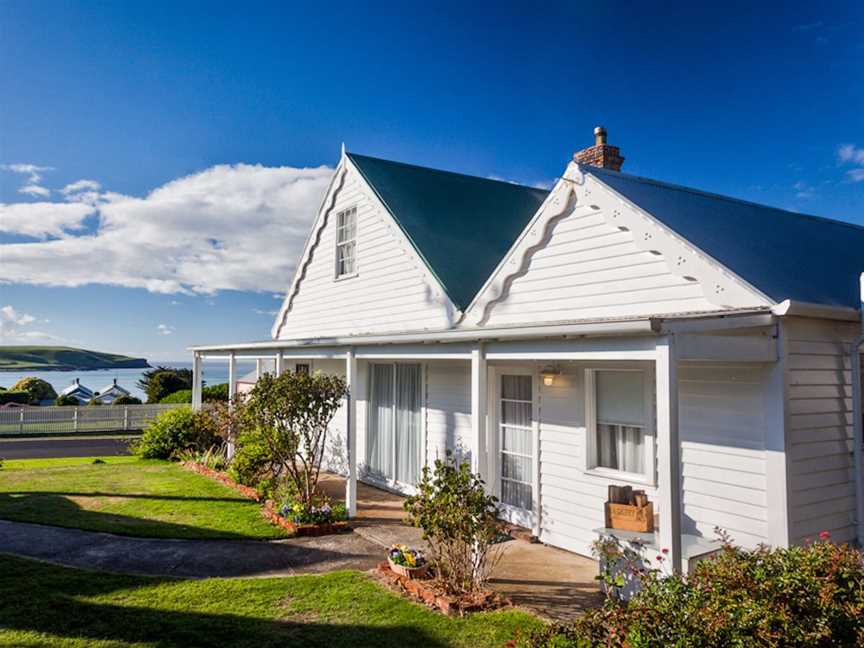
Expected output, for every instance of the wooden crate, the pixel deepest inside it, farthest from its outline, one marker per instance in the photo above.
(627, 517)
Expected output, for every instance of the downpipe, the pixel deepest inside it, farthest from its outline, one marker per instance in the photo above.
(858, 423)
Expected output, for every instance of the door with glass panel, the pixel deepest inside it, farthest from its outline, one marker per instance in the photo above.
(515, 420)
(394, 439)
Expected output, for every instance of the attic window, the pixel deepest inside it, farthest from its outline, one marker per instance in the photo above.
(346, 243)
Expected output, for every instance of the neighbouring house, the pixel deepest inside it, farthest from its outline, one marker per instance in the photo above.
(612, 331)
(108, 394)
(79, 392)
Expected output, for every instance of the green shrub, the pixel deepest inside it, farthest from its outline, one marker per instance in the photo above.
(64, 400)
(253, 464)
(176, 430)
(209, 394)
(798, 596)
(37, 388)
(180, 396)
(459, 522)
(126, 400)
(11, 396)
(214, 393)
(160, 382)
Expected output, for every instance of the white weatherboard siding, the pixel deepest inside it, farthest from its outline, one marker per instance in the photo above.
(723, 431)
(448, 409)
(590, 268)
(392, 291)
(819, 429)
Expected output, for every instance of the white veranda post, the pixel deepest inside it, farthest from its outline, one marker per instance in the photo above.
(669, 450)
(351, 432)
(232, 392)
(197, 380)
(478, 409)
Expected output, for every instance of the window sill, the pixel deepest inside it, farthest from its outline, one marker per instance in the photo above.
(617, 475)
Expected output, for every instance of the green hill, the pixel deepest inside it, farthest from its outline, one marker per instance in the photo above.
(38, 358)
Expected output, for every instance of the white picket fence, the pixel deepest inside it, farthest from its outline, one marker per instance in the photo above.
(72, 420)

● ● ● ● ● ● ●

## Work to be completed
Leave every image out, and retype the material exactly.

## Result of this exercise
Expected output, for every instance of the wooden crate, the pixel deepest inside it, farthest from its outline, one marker per instance in the photo above.
(627, 517)
Expected output, for every instance of the downpipe, the pixel deepest inside it, farthest from its outline, one marker per instance in the photo above.
(858, 423)
Expected output, for every instance of the door with glass panel, the pixel deepest inside it, farthest from its outline, one marker per instance in the photo above.
(515, 420)
(394, 439)
Expected output, for every instance of the attic window, the pixel deepest inside it, farthest from its outline, one marker per instance in the photo above.
(346, 243)
Expected output, for every instance of the neighbouring house, the pixel deepest inside it, farthest from its outline, one marker per instance in the photo above.
(612, 331)
(108, 394)
(79, 392)
Expected output, for every instance of the green shrub, the pixel deepest inside it, farthest from its outline, one marker per instance in the photo above.
(64, 400)
(253, 464)
(176, 430)
(209, 394)
(798, 596)
(37, 388)
(180, 396)
(459, 522)
(126, 400)
(11, 396)
(214, 393)
(160, 382)
Expected output, for every instance of the white weatherboard siding, the pixel deepest inside it, farthest from its outline, one marker per instance in the photo above.
(723, 431)
(448, 409)
(590, 268)
(392, 291)
(819, 429)
Expected output, for every instance of the white veranda post, the pixel deepest inside it, farthest from its outline, one marker per instance in the photo above.
(669, 450)
(351, 432)
(232, 392)
(197, 380)
(478, 409)
Expected output, for every instance of the window sill, the pixel deepest inside it, farthest from its outline, one marker per instance in the photo above.
(617, 475)
Expected output, for every instance of the green hill, the pixel deepest inside it, farthest from its outline, one marker per instance in the photo above.
(38, 358)
Expected output, for every instance of the white picket fence, the pixel deepest inside it, farthest from its outline, one marker per instance in the photo above.
(72, 420)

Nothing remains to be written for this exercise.